## Required tasks
1. From the article on occupational licenses below, reproduce the stretch from "Licensing is appropriate" through "jobs, she said." word for word.
2. In the article on occupational licenses below, which occupations are given as examples of jobs for which every state requires training and a license?

## Document text
+===+

FTC: Occupational licenses are out of control
Maureen K. Ohlhausen, the new acting chair of the Federal Trade Commission, thinks it’s high time that the FTC start giving more than lip service to its traditional mandate of fostering economic liberty. And the first item in her crosshairs is the burgeoning growth in occupational licenses.
Over the past several decades, licensing requirements have multiplied like rabbits, she noted. Only 5 percent of the workforce needed a license in 1950, but somewhere between one-quarter and one-third of all American workers need one today.
Licensing is appropriate where health and safety is an issue, she added. That’s why every state requires workers in 60 different occupations -- from medical technicians and electricians to bus drivers -- to undergo job training and procure a state license. The FTC has no beef with those. The agency aims to restrict licensing requirements only where they create an unwarranted burden to competition, which drives up prices and kills jobs, she said.

+===+

## Records shown
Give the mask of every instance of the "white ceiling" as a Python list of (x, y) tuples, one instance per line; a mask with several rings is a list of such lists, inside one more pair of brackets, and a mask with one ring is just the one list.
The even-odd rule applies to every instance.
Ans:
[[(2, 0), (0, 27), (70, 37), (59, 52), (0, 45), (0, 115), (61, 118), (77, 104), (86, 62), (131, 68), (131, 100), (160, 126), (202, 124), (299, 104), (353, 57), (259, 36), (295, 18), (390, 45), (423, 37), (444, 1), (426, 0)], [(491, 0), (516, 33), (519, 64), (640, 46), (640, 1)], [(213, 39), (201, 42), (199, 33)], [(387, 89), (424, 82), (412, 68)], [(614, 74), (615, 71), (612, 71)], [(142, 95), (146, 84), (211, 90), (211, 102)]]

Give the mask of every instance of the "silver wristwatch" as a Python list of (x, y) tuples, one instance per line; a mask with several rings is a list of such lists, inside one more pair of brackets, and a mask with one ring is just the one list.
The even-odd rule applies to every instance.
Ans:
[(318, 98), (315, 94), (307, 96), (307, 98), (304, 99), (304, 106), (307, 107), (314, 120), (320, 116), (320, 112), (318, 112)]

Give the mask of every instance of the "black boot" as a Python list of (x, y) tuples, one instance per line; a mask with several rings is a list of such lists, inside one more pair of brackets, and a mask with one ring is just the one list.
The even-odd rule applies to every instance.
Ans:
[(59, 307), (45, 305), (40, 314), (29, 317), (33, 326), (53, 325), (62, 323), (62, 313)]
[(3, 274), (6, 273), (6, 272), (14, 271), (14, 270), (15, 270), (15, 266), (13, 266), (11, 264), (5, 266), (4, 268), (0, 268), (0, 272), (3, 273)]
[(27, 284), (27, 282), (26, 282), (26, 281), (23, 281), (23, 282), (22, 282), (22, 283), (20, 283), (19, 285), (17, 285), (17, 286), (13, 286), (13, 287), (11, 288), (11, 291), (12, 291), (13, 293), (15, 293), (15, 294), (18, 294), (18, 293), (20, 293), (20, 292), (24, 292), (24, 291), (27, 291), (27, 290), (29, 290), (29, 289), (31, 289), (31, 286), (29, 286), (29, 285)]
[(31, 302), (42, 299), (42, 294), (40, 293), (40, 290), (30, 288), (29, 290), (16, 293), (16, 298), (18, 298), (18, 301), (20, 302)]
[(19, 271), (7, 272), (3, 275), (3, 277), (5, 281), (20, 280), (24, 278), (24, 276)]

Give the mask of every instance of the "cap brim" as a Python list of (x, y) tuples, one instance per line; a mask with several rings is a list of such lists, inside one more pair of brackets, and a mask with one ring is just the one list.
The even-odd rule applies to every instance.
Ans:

+===+

## Your responses
1.
Licensing is appropriate where health and safety is an issue, she added. That’s why every state requires workers in 60 different occupations -- from medical technicians and electricians to bus drivers -- to undergo job training and procure a state license. The FTC has no beef with those. The agency aims to restrict licensing requirements only where they create an unwarranted burden to competition, which drives up prices and kills jobs, she said.

2.
- medical technicians
- electricians
- bus drivers